#### [SOURCE TEXT]

------

Why is SimpleXML not an option? Consider the following code:
$str = "<container><key>Disc Number</key><integer>2</integer>
<key>Disc Count</key><integer>2</integer>
<key>Track Number</key><integer>1</integer></container>";
$xml = simplexml_load_string($str);
foreach ($xml->key as $k) {
// do sth. here with it
}
You should read RegEx match open tags except XHTML self-contained tags -- while doesn't exactly match your use case it has good reasons why one should use something besides straight up regexp matching for your use case.
Assuming that files only contain a single Track Number you can simplify what you're doing a lot. See the following:
test.xml
<key>Disc Number</key><integer>2</integer>
<key>Disc Count</key><integer>2</integer>
<key>Track Number</key><integer>1</integer>
test.php
<?php
$contents = file_get_contents('test.xml');
$result = preg_match_all("/<key>Track Number<\/key><integer>(\d)<\/integer>/", $contents, $matches);
if ($result > 0) {
print_r($matches);
$trackNumber = (int) $matches[1][0];
print gettype($trackNumber) . " - " . $trackNumber;
}
Result
$ php -f test.php
Array
(
[0] => Array
(
[0] => <key>Track Number</key><integer>1</integer>
)

------

#### [GIVEN MATERIAL]

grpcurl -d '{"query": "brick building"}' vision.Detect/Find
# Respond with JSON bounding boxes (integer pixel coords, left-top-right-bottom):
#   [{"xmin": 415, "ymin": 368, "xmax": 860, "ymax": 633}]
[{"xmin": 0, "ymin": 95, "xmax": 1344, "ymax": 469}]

------

#### [GIVEN TASK]
Carry on the forum thread about pulling the track number out of XML with PHP, starting right after its last shown line.

#### [REPLY]
[1] => Array
(
[0] => 1
)
)
integer - 1%
As you can see, there is no need to iterate through the files line by line when using preg_match_all. The matching here is very specific so you don't have to do extra checks for whitespace or validate that it's a number. Which you're doing against a string value currently.

preg_match in PHP (XML extract)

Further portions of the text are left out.